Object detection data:
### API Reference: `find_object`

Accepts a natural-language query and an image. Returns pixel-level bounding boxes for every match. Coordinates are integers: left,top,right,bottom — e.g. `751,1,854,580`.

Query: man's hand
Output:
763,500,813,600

Objective —
Arrange every nonblank line of the records above as a Markdown table with two columns, Row and Line, numbering the rows in order and skipping blank lines.

Right answer —
| Row | Line |
|---|---|
| 1 | ### API Reference: `find_object` |
| 2 | Accepts a natural-language query and an image. Returns pixel-level bounding boxes for every match. Coordinates are integers: left,top,right,bottom — e.g. `751,1,854,580`. |
| 3 | Query: man's hand |
| 4 | Output: |
| 5 | 763,500,813,600 |